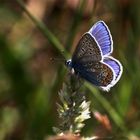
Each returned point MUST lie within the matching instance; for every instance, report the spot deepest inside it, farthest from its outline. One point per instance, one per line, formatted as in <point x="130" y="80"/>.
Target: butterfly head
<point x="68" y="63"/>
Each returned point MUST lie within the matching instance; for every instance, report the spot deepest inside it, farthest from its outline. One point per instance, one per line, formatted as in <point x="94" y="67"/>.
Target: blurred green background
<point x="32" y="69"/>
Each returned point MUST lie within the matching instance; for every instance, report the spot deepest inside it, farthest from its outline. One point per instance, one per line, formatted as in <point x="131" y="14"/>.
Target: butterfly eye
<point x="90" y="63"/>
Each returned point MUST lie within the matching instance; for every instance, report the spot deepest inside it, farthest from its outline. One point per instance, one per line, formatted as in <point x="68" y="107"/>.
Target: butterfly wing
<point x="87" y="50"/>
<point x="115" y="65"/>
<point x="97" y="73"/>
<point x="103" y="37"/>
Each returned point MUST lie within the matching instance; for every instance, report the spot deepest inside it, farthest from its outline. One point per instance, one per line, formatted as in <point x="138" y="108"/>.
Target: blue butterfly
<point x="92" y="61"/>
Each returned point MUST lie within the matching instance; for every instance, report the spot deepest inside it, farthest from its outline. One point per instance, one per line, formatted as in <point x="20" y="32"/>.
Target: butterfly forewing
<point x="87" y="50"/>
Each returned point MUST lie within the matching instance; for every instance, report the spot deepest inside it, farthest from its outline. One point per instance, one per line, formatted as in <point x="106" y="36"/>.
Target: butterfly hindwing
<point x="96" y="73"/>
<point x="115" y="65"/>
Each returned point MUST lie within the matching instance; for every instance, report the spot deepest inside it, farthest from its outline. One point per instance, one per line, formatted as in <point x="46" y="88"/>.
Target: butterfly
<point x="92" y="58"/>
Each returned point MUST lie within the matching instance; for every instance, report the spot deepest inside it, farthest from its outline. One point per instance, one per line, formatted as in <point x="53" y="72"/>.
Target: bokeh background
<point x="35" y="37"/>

The task: Print each record exactly as it stands, leaving the images out.

Task answer:
Each returned point MUST lie within the matching instance; for every instance, report the spot deepest inside it, farthest from its outline. One point per instance, one per line, formatted as in <point x="130" y="80"/>.
Target: butterfly head
<point x="68" y="63"/>
Each returned point MUST lie within the matching instance; for every instance, report the spot deepest inside it, farthest from its outline. One point per instance, one per line, formatted as in <point x="94" y="67"/>.
Target: blurred green background
<point x="32" y="69"/>
Each returned point MUST lie within the matching instance; for every instance, report the spot deepest inside it, farthest from its outline. One point per instance, one per line, formatted as in <point x="131" y="14"/>.
Target: butterfly eye
<point x="90" y="63"/>
Each returned point MUST lie within the matching instance; for every instance, report the spot deepest inside it, farthest from its outline. One point per instance, one per line, formatted as in <point x="68" y="107"/>.
Target: butterfly wing
<point x="87" y="50"/>
<point x="115" y="65"/>
<point x="97" y="73"/>
<point x="103" y="37"/>
Each returned point MUST lie within the matching instance; for every instance, report the spot deepest inside it, farthest from its outline. One point per instance, one per line, formatted as in <point x="138" y="108"/>.
Target: blue butterfly
<point x="92" y="61"/>
Each returned point MUST lie within the matching instance; for every instance, report the spot deepest inside it, farthest from its outline. One point per instance, one per line, formatted as in <point x="20" y="32"/>.
Target: butterfly forewing
<point x="87" y="50"/>
Each returned point MUST lie within the matching instance; for every instance, report the spot deepest inside it, farthest from its outline. One point per instance, one per line, formatted as in <point x="106" y="36"/>.
Target: butterfly hindwing
<point x="96" y="73"/>
<point x="115" y="65"/>
Each returned point MUST lie within the matching instance; for every instance, report the spot deepest inside it, farthest from its outline. One point per instance, one per line, formatted as in <point x="46" y="88"/>.
Target: butterfly
<point x="92" y="58"/>
Each returned point MUST lie within the matching instance; for every instance, report the spot deepest inside it, farthest from its outline. One point per instance, one per line, formatted as in <point x="53" y="72"/>.
Target: bokeh background
<point x="35" y="37"/>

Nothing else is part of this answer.